> [OBJETIVOS]
1) En el texto sobre las mentiras, identifique los sustantivos de la frase citada de la miniserie Chernobyl y enumérelos en orden de aparición.
2) Redacte la continuación del texto sobre las mentiras a partir de su última oración, con el mismo tono reflexivo en primera persona.

> [FRAGMENTO DE LA PÁGINA]
Hace unos días estaba viendo una miniserie con mi esposa, que al menos yo no había tenido la oportunidad de ver, se llama Chernobyl. No voy a contarte exactamente lo que sucede, ni dar una reseña de esta. Solo quiero mencionar una frase que se utiliza para empezar a construir lo que quiero compartir hoy. La frase dice lo siguiente: “Cada mentira que contamos es una deuda con la verdad y tarde o temprano, hay que pagarla”. Me voló la cabeza literalmente y llevo semanas dándole vueltas al tema en mi mente.
Si somos totalmente sinceros quién no ha dicho una mentira piadosa, de esas que pensamos que no causan ningún mal, pero nos ahorran alguna consecuencia que no queremos cargar. Si alguien se atraviese a decir: “yo nunca he mentido” esa sería la mayor evidencia de que sí lo ha hecho, porque es probable que todos lo hemos hecho.

> [REGISTROS DE DATOS]

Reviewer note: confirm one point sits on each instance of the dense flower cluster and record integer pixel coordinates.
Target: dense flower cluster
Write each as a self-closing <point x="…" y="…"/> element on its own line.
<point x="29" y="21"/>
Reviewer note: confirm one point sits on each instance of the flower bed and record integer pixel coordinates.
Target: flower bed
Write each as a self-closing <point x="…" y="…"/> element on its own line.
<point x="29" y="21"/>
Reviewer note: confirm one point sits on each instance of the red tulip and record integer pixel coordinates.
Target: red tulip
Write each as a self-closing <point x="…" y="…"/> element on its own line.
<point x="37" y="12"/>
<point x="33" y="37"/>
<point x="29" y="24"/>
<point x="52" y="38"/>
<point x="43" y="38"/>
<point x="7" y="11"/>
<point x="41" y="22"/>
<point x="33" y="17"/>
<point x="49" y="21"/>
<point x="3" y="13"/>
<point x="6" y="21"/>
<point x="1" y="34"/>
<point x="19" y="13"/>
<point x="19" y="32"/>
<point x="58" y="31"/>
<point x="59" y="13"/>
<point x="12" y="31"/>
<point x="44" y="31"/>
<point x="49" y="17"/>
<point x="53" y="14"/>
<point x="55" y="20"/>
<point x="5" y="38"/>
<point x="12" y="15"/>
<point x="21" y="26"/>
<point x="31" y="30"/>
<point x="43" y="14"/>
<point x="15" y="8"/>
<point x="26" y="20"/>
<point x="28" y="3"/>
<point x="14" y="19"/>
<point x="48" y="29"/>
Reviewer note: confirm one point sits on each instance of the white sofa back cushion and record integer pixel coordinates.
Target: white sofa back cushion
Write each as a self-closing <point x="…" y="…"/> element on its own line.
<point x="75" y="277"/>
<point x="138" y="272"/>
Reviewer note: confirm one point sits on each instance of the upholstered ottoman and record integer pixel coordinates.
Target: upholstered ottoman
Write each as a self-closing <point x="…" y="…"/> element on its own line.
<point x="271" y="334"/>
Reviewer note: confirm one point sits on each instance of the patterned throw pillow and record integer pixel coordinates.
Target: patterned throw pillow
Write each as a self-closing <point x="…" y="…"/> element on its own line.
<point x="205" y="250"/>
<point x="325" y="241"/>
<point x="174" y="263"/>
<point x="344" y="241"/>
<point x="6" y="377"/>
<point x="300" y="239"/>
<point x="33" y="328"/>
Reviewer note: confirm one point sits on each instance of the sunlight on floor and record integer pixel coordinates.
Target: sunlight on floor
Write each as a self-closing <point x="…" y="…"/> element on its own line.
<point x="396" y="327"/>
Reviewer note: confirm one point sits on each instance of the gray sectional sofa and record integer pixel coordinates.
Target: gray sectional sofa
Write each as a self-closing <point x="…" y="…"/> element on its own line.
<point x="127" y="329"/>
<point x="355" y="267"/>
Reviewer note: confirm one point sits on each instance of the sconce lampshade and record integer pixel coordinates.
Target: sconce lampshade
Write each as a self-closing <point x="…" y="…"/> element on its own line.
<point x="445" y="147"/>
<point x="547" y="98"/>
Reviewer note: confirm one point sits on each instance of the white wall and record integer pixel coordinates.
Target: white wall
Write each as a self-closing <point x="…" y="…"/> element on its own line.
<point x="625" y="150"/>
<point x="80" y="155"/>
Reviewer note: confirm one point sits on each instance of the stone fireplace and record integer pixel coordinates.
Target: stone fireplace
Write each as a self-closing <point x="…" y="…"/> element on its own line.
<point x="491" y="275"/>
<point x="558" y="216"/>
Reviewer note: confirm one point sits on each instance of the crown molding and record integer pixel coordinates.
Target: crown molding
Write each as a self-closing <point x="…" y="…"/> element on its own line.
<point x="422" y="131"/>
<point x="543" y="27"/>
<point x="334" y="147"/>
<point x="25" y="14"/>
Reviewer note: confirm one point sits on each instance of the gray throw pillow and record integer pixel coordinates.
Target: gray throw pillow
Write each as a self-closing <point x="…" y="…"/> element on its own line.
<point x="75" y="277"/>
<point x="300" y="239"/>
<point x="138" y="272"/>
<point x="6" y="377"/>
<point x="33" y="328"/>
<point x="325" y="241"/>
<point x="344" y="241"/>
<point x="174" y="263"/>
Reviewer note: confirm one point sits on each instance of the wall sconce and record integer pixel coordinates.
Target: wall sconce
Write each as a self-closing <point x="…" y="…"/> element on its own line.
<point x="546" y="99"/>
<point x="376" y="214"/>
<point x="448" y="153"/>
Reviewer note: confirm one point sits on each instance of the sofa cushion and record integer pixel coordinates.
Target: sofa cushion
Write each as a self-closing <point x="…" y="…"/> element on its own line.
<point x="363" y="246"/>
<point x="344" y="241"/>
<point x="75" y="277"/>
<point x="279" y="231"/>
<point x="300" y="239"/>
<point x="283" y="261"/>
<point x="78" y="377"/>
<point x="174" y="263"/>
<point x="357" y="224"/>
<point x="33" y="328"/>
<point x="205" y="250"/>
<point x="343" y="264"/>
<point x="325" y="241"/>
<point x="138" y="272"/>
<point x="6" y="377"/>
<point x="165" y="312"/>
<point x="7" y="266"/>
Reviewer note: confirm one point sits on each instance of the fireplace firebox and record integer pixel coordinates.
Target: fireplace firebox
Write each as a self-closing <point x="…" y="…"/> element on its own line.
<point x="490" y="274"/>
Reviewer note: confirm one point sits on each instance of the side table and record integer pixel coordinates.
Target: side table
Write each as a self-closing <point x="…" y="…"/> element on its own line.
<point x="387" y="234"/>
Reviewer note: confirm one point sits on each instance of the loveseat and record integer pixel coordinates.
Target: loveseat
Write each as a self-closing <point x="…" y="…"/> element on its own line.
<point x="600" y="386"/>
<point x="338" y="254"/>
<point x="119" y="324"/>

> [RESULTADOS POR TAREA]
1) mentira, deuda, verdad

2)
Recuerdo vagamente una de las primeras mentiras que dije, no fue tanto por lo que expresé sino por lo que quería ocultar. Mi mamá me estaba revisando mi libreta, tenía apenas cinco años y ese día me había portado mal en el colegio y me habían puesto una carita triste con un sello. Cuando mi mamá se acercaba a la página en donde estaba la carita triste, rápido pasé las páginas. Ella definitivamente se dio cuenta y regresó a la página en donde estaba el sello de la carita triste, luego se volteó para verme y me puse a llorar. Todavía recordamos esa historia y nos da mucha risa. Nadie me había enseñado a mentir, solo lo hice como reacción natural al querer evitar un regaño o castigo.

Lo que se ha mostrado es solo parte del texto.